SELECTED EXTRACT >>

########

The 1813 crossing of the Blue Mountains was the expedition led by Gregory Blaxland, William Lawson and William Charles Wentworth, which became the first successful crossing of the Blue Mountains in New South Wales by European settlers. The crossing enabled the settlers to access and use the land west of the mountains for farming, and made possible the establishment of Australia's first inland colonial settlement at Bathurst.

Background
The European settlement at Sydney Cove, established in 1788 after the arrival of the First Fleet, grew rapidly. By the early 19th century, the Blue Mountains had become a barrier to the expansion of the colony, which required more farming land to meet its needs, particularly after the droughts of 1812 and 1813. The local indigenous people knew at least two routes by which to cross the mountains. The first was along Bilpin Ridge, later followed by Archibald Bell with the assistance of the local Darug people (now the location of Bells Line of Road), and the second was along Coxs River. Until 1813 however, the settlers remained unaware of how to cross the mountains despite several attempts, including two by Blaxland himself. Early in 1813 Blaxland, who wanted more grazing land, obtained the approval of Governor Lachlan Macquarie and approached Lawson and Wentworth to secure their participation in a new exploratory expedition following the mountain ridges.

Gregory Blaxland 
Gregory Blaxland was born Sunday, 17 June 1778 in Kent, England. He sailed for Australia on Wednesday, 1 September 1805 with his wife, three children, two servants, an overseer, a few sheep, seed, tools, groceries, and clothing. When he reached Sydney he sold many of these items and made a profit which enabled him to buy eighty head of cattle so that he could breed cattle and sell the meat. He located 1,600 hectares of land that the government had promised to new settlers as well as forty convict servants and established his farm. He was also one of the first people to plant grapes in Australia and make wine, for which he was awarded a silver medal and later a gold one from the Royal Society of Arts, London.

The town of Blaxland is named after him.

########

DATA LISTING >>
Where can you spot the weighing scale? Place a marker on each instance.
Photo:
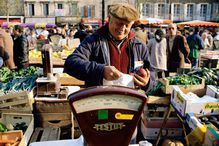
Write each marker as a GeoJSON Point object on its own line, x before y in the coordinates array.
{"type": "Point", "coordinates": [107, 115]}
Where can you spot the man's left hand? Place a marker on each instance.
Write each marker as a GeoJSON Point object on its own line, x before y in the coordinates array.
{"type": "Point", "coordinates": [142, 81]}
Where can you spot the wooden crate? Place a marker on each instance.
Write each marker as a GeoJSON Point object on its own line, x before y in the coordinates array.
{"type": "Point", "coordinates": [11, 138]}
{"type": "Point", "coordinates": [45, 134]}
{"type": "Point", "coordinates": [51, 105]}
{"type": "Point", "coordinates": [14, 118]}
{"type": "Point", "coordinates": [21, 102]}
{"type": "Point", "coordinates": [167, 88]}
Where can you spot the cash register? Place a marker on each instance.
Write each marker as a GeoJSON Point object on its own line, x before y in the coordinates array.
{"type": "Point", "coordinates": [107, 116]}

########

EXERCISE TASKS >>
1) From the Blue Mountains crossing text, reproduce verbatim the section starting at "The 1813 crossing" and ending at "settlement at Bathurst.".
2) According to the Blue Mountains crossing text, how much land did Gregory Blaxland locate for his farm?
3) Resume the Blue Mountains crossing text after its final sentence.

RESULTS FOR EACH TASK >>
1)
The 1813 crossing of the Blue Mountains was the expedition led by Gregory Blaxland, William Lawson and William Charles Wentworth, which became the first successful crossing of the Blue Mountains in New South Wales by European settlers. The crossing enabled the settlers to access and use the land west of the mountains for farming, and made possible the establishment of Australia's first inland colonial settlement at Bathurst.

2) 1,600 hectares

3)
William Lawson 
William Lawson was born in England, where he later trained to become a surveyor. He migrated to Sydney, Australia, arriving in 1800. He was an officer in the New South Wales Corp and owned land where he raised many cattle and sheep. He was invited to join the 1813 expedition with Gregory Blaxland.

The town of Lawson is also named after him.

William Charles Wentworth 
William Charles Wentworth was born in Australia to Irish parents. In 1802 he was sent to school in England and returned to Sydney in 1810, where he worked for the governor, Lachlan Macquarie, and was given a land grant of  on the Nepean River.

The town of Wentworth Falls is named after him.

Expedition

Blaxland, Wentworth and Lawson led an expedition party, which included four servants, four pack horses and five dogs. Two of the four men who assisted the party have been identified as James Burne (or Burnes), a guide and kangaroo hunter, and Samuel Fairs, a convict who arrived in Australia in 1810. The two others, also thought to be convicts, remain unidentified.

The party left from Blaxland's South Creek farm near the modern suburb of St Marys in western Sydney, on 11 May 1813 and crossed the Nepean River later that day. They made their way over the mountains, following the ridges, and completed the crossing in 21 days. The explorers' success has been attributed to their methodical approach and decision to travel on the ridges instead of through the valleys. The three explorers and two of their servants would set out each day, leaving the other two men at their campsite, and mark out a trail, before turning back later in the day to cut a path for the horses and allow the rest of the party to progress.

The group first saw the plains beyond the mountains from Mount York. They continued on to Mount Blaxland 25 km south of the site of Lithgow, on the western side of the mountains. From this point Blaxland declared there was enough forest or grassland "to support the stock of the colony for thirty years", while Lawson called it "the best watered Country of any I have seen in the Colony". The party then turned back, making the return journey in just six days.

Journals of the party

All three explorers wrote an account of their expedition. Blaxland was the only one to publish his account, Journal of a Tour of Discovery Across the Blue Mountains, which he did in 1823 during a return visit to England. His journal, written in the third person, records their progress in detail, including their reasons for believing they had achieved their goals and deciding to turn back: 

Wentworth's journal indicates his inspired impressions of the landscape:

Lawson, as a trained surveyor, kept detailed notes about the route itself including the distances covered each day, as well as his impressions of the landscape. He recorded on 22 May:

Aftermath

In recognition of the successful crossing, all three explorers were rewarded by Macquarie with a grant of 1000 acres of land west of the mountains. Blaxland later claimed to have led the expedition, however records from the time of the crossing imply that they were joint leaders.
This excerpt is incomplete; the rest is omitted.